──────── Text section ────────

It claims that Dr David Watkins, a consultant oncologist at The Royal Marsden who goes by the name @DrMurphy11 on Twitter, ‘posted over 6,000 misleading attacks’.

However, Dr Watkins told Pulse that he simply inputted ‘red flag presentations and common issues’, such as colds, chest pain and breathlessness, and found that the app didn’t always give correct advice.

Pulse carried out an investigation last year on the growing influence of medical apps, and found that they often took a more cautious approach.

Babylon, which markets itself as ‘the UK’s leading digital health provider’, claims: ‘@DrMurphy11 has trolled us at every turn. At every stage, we have attempted to start a positive conversation with this anonymous person. We have invited him in to start a dialogue, to test our AI, and to meet with the senior doctors who build our products. We have corresponded with him openly and honestly when he has brought issues to our attention.

‘We have repeatedly opened our doors, but revealingly he prefers to troll on Twitter. He refused to meet us.

──────── Record set ────────

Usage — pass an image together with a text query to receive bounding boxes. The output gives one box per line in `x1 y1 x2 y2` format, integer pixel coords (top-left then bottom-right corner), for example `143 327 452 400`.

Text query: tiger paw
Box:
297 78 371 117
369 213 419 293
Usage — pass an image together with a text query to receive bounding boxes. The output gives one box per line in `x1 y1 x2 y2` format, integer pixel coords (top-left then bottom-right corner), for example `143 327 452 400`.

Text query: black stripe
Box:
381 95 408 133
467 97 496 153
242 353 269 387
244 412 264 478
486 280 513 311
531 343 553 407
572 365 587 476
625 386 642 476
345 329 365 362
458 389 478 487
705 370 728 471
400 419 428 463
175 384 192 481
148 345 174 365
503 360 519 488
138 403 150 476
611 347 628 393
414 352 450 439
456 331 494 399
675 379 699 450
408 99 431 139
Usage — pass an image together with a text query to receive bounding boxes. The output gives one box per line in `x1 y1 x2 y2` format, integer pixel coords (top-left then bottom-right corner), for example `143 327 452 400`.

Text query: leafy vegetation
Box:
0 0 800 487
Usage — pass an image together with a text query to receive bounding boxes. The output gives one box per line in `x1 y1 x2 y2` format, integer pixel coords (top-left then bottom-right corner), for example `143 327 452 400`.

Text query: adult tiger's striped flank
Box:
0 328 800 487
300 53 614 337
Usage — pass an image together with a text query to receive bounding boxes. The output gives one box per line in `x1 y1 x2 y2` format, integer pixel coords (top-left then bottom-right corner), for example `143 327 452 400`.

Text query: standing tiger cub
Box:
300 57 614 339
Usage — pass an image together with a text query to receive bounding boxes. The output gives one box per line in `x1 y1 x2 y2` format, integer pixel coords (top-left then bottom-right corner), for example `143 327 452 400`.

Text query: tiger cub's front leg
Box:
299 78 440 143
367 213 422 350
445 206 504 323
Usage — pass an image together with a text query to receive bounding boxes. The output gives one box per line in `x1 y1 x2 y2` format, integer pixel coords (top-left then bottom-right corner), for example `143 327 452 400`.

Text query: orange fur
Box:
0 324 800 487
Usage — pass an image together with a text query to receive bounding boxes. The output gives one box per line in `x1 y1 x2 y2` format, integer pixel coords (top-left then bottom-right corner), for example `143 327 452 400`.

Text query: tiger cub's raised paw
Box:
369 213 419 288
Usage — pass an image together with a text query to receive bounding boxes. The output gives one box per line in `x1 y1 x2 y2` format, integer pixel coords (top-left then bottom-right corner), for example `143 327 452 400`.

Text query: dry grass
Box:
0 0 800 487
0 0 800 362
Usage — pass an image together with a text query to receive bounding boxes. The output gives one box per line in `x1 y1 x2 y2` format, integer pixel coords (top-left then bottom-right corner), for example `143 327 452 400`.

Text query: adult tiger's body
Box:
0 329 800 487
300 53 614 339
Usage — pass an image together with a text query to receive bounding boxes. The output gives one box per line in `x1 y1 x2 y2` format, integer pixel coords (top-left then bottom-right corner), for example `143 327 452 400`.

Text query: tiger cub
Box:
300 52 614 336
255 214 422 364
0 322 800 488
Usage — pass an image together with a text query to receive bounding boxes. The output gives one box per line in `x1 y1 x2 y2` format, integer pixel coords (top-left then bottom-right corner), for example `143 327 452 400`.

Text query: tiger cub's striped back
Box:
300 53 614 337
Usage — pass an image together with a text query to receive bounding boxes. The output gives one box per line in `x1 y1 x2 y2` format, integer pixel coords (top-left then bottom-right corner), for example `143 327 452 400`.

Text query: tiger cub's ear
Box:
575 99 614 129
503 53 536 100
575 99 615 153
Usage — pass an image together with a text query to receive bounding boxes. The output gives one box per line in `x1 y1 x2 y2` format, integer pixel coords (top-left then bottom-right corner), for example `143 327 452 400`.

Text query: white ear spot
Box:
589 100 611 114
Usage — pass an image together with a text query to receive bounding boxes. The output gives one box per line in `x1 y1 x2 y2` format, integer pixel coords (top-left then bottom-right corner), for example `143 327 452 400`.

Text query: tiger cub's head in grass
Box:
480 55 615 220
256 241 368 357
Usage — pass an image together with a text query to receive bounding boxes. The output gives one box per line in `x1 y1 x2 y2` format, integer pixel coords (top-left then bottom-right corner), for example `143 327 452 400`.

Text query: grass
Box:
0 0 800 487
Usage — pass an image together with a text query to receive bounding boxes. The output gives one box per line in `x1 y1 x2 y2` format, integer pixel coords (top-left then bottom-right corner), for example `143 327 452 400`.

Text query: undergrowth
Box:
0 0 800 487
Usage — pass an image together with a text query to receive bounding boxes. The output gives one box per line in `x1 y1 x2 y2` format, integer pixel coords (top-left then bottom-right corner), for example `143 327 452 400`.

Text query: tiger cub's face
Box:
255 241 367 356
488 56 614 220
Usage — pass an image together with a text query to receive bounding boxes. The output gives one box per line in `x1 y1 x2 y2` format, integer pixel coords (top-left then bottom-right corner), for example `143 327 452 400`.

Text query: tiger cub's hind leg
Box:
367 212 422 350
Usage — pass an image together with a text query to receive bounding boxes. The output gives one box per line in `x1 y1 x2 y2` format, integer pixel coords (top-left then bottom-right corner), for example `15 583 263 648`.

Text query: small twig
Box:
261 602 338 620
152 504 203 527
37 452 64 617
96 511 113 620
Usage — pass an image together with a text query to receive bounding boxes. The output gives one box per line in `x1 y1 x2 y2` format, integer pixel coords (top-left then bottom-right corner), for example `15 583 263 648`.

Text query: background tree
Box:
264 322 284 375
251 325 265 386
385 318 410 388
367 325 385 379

────────

Exercise 1: In the article, what name does Dr David Watkins use on Twitter?
Exercise 2: From the article, rewrite the part that opens with the words containing "Babylon, which markets" and closes with "to our attention.", replacing "senior doctors" with "lead clinicians".

Task answer 1: @DrMurphy11

Task answer 2:
Babylon, which markets itself as ‘the UK’s leading digital health provider’, claims: ‘@DrMurphy11 has trolled us at every turn. At every stage, we have attempted to start a positive conversation with this anonymous person. We have invited him in to start a dialogue, to test our AI, and to meet with the lead clinicians who build our products. We have corresponded with him openly and honestly when he has brought issues to our attention.